* **What is required**: Reproduce the rows below from the line containing "Q: Point to the blue wooden" through the final row, switching each "marker" to "dot" and leaving everything else unchanged.

* **Material supplied**:
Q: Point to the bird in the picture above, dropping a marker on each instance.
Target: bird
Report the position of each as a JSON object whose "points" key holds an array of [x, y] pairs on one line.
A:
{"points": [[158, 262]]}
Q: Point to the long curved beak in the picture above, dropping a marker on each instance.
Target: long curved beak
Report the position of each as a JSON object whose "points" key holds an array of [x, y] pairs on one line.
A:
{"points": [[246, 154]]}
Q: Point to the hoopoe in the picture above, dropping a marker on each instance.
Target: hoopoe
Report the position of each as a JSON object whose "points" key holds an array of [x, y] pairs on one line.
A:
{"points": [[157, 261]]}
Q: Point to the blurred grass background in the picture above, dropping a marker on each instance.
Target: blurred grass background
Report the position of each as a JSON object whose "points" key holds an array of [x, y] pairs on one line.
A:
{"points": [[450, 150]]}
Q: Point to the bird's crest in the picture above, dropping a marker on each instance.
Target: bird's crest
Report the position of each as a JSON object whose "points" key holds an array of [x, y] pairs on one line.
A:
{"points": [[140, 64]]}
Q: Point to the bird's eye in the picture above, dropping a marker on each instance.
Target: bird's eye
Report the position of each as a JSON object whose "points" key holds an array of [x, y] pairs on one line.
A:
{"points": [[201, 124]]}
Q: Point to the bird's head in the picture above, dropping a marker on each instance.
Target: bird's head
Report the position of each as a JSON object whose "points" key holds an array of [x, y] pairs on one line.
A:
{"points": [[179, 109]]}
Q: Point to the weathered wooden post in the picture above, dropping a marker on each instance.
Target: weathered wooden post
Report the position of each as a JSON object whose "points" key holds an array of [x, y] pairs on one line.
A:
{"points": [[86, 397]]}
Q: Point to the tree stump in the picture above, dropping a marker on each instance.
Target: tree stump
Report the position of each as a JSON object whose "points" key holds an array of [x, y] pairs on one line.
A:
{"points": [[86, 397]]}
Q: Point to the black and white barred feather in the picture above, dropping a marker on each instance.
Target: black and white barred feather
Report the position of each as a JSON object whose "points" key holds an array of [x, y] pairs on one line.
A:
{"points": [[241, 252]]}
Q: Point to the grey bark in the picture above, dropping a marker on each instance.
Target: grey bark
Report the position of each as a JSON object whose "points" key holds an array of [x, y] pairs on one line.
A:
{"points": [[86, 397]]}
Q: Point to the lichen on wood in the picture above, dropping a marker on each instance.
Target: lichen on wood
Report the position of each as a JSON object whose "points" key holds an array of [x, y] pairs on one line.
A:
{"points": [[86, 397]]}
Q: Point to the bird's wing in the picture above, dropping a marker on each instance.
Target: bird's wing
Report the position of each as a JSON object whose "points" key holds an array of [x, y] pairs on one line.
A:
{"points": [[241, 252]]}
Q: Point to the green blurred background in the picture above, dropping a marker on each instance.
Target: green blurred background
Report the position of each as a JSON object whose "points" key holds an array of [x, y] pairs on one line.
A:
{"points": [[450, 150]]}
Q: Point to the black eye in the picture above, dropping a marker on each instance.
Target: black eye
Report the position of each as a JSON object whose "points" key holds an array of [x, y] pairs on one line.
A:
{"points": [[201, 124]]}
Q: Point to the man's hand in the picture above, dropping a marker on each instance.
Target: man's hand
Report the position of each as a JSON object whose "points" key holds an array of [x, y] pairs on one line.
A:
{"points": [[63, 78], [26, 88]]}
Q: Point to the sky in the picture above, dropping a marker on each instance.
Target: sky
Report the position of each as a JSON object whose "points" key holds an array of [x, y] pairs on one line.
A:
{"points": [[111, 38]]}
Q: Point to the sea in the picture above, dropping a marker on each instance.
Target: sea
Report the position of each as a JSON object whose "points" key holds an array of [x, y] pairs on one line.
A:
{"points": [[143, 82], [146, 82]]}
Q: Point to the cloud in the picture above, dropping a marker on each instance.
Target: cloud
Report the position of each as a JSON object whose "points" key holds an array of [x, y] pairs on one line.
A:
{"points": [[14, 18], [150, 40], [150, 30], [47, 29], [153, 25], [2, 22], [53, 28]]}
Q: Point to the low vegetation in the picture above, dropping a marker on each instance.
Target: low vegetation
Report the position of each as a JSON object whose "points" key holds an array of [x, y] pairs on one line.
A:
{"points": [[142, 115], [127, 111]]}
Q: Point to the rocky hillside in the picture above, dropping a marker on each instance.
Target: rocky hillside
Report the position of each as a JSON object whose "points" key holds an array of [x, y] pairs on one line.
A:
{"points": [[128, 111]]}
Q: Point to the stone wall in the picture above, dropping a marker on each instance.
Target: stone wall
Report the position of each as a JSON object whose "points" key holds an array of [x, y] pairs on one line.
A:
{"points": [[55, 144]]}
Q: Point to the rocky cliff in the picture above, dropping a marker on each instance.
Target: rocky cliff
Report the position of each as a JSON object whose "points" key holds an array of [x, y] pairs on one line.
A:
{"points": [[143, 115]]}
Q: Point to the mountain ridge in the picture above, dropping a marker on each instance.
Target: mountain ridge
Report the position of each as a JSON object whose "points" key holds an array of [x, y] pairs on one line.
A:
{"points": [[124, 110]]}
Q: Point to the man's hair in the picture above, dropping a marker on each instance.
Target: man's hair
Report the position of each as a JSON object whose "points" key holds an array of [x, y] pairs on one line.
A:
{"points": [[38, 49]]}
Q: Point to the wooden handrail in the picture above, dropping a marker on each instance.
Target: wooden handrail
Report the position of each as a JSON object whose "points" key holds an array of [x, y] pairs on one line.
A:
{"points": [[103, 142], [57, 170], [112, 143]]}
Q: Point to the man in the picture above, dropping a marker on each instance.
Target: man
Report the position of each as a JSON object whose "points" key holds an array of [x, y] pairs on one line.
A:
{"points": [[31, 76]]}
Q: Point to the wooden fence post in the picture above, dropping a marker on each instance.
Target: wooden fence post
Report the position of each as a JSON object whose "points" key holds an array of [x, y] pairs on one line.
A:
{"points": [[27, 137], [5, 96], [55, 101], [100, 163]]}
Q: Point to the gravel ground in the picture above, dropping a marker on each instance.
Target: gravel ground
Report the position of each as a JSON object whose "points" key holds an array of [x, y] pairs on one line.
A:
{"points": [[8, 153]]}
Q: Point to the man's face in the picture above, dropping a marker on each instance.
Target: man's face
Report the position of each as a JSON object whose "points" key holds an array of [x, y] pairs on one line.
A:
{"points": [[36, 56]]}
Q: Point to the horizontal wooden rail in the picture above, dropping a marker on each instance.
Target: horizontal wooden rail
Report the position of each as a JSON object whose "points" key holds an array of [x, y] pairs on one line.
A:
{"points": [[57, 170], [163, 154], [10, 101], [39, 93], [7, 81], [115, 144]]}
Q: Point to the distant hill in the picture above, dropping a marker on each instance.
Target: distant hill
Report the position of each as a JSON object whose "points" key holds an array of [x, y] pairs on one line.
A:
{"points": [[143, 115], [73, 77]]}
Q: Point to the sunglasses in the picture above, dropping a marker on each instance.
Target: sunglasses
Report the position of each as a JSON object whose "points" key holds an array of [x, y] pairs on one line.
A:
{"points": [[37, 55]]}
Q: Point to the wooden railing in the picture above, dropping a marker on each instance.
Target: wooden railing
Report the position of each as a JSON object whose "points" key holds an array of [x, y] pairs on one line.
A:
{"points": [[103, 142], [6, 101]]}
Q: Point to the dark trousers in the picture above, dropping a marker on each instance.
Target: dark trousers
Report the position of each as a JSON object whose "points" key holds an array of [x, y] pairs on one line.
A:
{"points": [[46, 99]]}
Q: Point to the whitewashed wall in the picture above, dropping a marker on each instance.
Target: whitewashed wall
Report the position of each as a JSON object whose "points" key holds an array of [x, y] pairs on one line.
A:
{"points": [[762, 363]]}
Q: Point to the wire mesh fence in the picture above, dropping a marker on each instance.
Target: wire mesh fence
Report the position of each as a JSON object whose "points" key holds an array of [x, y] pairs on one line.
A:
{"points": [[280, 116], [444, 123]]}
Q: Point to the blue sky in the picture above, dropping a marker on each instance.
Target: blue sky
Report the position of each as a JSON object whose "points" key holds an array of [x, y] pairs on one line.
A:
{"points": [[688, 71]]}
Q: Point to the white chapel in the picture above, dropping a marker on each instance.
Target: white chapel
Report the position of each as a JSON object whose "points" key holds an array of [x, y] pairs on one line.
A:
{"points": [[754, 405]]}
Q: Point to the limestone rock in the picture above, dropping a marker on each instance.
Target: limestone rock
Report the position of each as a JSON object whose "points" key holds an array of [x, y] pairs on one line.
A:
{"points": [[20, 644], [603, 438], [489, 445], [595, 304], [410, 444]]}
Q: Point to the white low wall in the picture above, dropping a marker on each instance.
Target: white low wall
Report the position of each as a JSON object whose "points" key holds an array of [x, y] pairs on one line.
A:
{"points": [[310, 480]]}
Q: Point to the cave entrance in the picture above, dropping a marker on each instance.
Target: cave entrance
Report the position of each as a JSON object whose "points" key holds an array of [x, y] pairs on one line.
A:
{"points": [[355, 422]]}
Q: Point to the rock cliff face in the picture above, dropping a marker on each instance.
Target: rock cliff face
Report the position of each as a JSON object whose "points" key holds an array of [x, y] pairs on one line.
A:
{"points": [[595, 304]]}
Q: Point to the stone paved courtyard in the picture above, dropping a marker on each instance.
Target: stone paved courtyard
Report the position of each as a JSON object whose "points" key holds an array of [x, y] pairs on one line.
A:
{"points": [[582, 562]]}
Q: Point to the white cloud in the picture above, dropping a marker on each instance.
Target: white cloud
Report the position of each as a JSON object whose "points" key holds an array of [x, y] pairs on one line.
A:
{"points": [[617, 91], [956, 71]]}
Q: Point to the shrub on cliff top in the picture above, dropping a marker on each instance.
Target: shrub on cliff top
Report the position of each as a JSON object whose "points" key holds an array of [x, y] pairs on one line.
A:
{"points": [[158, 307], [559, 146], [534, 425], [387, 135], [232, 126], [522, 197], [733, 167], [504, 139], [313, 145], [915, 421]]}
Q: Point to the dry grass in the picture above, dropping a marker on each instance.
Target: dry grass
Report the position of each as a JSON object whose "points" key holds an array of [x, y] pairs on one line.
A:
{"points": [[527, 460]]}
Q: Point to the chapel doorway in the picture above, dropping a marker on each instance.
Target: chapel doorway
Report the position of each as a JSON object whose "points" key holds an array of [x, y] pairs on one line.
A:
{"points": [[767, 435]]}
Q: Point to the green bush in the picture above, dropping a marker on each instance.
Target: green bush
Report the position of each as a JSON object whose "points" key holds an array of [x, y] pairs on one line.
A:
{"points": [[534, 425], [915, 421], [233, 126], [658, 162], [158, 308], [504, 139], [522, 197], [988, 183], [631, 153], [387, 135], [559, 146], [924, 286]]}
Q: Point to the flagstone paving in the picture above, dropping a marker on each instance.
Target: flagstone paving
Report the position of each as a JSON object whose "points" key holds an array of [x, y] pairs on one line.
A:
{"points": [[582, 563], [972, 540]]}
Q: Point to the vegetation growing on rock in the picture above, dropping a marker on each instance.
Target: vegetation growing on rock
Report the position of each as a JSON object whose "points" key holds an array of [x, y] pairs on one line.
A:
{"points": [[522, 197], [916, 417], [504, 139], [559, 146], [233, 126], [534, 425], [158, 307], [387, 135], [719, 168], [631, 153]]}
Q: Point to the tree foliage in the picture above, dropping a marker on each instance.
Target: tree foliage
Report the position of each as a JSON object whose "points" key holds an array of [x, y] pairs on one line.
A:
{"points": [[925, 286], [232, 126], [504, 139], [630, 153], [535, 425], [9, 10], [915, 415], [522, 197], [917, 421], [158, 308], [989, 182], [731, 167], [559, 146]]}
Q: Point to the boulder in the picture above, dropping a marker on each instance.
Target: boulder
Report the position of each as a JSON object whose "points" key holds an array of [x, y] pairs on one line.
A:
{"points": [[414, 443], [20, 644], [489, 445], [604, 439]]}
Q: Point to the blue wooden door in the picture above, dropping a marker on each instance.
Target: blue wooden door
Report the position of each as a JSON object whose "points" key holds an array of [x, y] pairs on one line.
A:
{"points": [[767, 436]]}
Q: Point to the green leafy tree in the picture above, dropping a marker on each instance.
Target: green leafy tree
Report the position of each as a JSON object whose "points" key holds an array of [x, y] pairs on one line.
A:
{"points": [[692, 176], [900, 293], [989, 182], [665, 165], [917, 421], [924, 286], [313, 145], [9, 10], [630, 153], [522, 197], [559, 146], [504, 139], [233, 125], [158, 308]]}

* **Full response**:
Q: Point to the blue wooden door in the picture above, dropping a dot on each instance.
Target: blue wooden door
Report the position of each as a JSON object whose "points" key holds an array of [x, y] pairs on one line.
A:
{"points": [[767, 436]]}
Q: Point to the green leafy tree in the picture above, dropping a dot on each instance.
Target: green leafy tree
Report the position of each as a JSON object whose "points" key holds an array of [x, y] pairs on one line.
A:
{"points": [[692, 176], [900, 293], [989, 182], [665, 165], [917, 421], [924, 286], [313, 145], [9, 10], [630, 153], [522, 197], [559, 146], [504, 139], [233, 125], [158, 308]]}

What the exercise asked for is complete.